* WHAT THE TASK ASKS: Rewrite the material from the line with "of the smiling" to the line with "pixel 670 369", putting "plaster wall" in place of "stucco wall" and changing nothing else. Give only those lines.

* Start INPUT RECORDS *

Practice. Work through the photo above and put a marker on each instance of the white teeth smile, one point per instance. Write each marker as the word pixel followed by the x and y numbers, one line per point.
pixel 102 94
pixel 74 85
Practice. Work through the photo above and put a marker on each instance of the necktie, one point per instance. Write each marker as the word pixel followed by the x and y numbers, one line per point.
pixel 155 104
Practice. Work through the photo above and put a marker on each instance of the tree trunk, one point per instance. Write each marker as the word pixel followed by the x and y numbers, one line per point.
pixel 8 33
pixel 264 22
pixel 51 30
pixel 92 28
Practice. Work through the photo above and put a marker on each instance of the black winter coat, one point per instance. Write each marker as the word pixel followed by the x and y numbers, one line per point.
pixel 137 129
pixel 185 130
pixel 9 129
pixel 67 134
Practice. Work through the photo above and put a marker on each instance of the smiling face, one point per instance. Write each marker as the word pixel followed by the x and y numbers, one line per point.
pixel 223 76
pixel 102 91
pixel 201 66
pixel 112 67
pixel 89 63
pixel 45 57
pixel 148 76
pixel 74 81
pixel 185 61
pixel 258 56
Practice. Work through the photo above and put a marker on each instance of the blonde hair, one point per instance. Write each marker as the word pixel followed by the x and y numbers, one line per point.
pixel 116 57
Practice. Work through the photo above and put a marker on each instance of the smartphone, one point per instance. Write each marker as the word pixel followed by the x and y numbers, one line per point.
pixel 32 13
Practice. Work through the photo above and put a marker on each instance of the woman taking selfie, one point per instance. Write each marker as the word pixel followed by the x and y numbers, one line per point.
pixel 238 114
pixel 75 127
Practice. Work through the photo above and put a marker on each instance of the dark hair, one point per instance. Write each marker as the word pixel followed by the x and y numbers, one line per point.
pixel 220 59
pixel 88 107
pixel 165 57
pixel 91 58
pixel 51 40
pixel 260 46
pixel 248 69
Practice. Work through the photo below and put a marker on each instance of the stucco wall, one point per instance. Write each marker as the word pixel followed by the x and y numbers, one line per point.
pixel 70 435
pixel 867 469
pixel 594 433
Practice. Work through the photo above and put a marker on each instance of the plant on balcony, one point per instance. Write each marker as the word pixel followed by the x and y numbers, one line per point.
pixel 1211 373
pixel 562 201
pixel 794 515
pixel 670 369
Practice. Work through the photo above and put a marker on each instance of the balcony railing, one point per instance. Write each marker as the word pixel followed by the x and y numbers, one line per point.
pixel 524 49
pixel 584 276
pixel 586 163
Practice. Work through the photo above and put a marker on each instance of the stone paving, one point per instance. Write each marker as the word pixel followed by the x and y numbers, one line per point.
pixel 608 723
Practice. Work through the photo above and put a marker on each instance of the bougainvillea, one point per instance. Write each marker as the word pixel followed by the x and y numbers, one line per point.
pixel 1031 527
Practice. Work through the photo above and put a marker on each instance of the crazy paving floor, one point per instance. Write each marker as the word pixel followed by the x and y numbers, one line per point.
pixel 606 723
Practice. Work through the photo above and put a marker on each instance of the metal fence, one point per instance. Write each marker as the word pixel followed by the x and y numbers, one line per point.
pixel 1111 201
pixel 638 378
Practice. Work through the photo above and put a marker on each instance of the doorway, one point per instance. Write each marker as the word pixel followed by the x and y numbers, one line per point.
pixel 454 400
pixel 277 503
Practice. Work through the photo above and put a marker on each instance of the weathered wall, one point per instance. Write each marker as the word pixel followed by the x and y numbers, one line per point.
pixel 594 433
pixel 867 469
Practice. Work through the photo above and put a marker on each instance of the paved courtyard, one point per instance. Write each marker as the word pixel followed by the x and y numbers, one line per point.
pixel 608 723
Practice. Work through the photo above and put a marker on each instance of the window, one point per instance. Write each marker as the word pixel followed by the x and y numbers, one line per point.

* End INPUT RECORDS *

* RESULT:
Practice. Work through the photo above and put a marker on each instance of the smiling face, one point per instance. Write each marker as the word pixel followed by the x and y numbers, one line per point.
pixel 223 76
pixel 102 91
pixel 201 66
pixel 112 67
pixel 89 63
pixel 45 57
pixel 148 76
pixel 74 81
pixel 185 61
pixel 258 56
Practice. Work through the photo above and put a marker on each instance of the blonde hair, one point per instance. Write each marker as the word pixel followed by the x and y numbers, one line per point.
pixel 116 57
Practice. Work through the photo above and put a marker on each instance of the smartphone, one point per instance. Write each marker as the word pixel followed by the x and y numbers, one line per point.
pixel 32 13
Practice. Work through the photo above and put a marker on each instance of the woman taking selfie, one point per instance. Write each marker as the word pixel followed by the x and y numbers, one line per point.
pixel 238 114
pixel 75 127
Practice. Work through the photo above and put a marker on each instance of the dark hair, one point per instance. Write each marker as the word pixel followed by the x and y numbers, one line per point.
pixel 220 59
pixel 88 107
pixel 165 57
pixel 91 58
pixel 51 40
pixel 260 46
pixel 248 69
Practice. Work through the photo below and put a marker on each instance of the plaster wall, one point per instance. Write each marker as the word pixel followed by the x and y numbers, one line per point.
pixel 70 435
pixel 867 469
pixel 594 433
Practice. Work through the photo above and put a marker on each instance of the plant on balcony, one point per instance. Write each marker as the word pixel followed by the x and y numbers, one line per point.
pixel 1211 373
pixel 562 201
pixel 794 515
pixel 670 369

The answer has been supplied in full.